-- Records for this task --
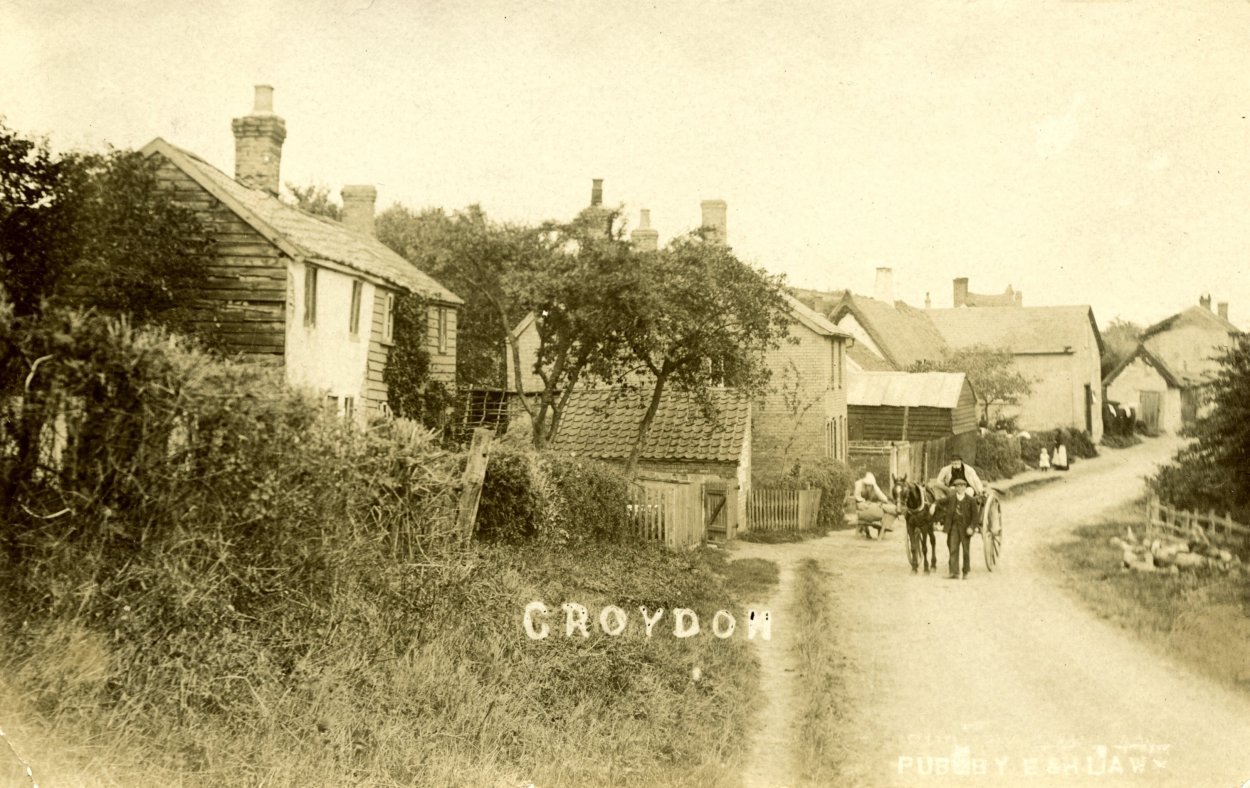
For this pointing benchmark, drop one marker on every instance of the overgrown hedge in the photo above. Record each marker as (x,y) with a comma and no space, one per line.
(553,497)
(834,478)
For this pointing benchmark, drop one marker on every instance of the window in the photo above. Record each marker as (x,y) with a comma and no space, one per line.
(389,319)
(354,320)
(309,295)
(443,329)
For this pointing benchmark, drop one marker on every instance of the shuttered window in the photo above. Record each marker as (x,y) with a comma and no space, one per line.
(309,295)
(358,289)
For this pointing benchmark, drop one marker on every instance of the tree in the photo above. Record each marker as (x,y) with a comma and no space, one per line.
(315,199)
(95,230)
(694,315)
(1214,470)
(990,370)
(1120,340)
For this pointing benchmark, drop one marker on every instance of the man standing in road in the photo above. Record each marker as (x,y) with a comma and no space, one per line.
(960,519)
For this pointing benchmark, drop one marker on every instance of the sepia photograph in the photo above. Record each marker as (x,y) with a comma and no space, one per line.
(589,393)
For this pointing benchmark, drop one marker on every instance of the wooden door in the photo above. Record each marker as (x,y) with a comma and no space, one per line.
(1150,405)
(715,512)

-- Requirement --
Copy out every line from the one containing "of the shuttered" through the end of the rows above, with the text lines unchanged, and offset each coordinate point by adding 44 to both of its numbers.

-- Written answer --
For this pointing benchmark, drop one marker on every instance of the shuttered window in the photo above. Record each marker as (x,y) with a comma and no space, one per line.
(353,339)
(402,333)
For this pointing benchmark, drop one marker on every instance of the tree in the photo above. Record each marker as (x,y) with a comma and no space, one per line.
(359,243)
(139,274)
(738,359)
(1258,514)
(1034,414)
(1164,384)
For this pointing benchmark, drop one marker on every instance of the man standing in road in the photo above. Record each marker as (x,y) with a comma and no space, one per line.
(1004,563)
For this pointing benchmark, drop one marker on every instance of the sepia photograph in the photo above. Record each marker as (x,y) with a comma and no space, one per line.
(633,437)
For this pointing benchmark, drop one marker on every instance of the wooden door in the photo above. Record each marker as (x,y) with a comma and no space, one per line.
(1194,449)
(759,556)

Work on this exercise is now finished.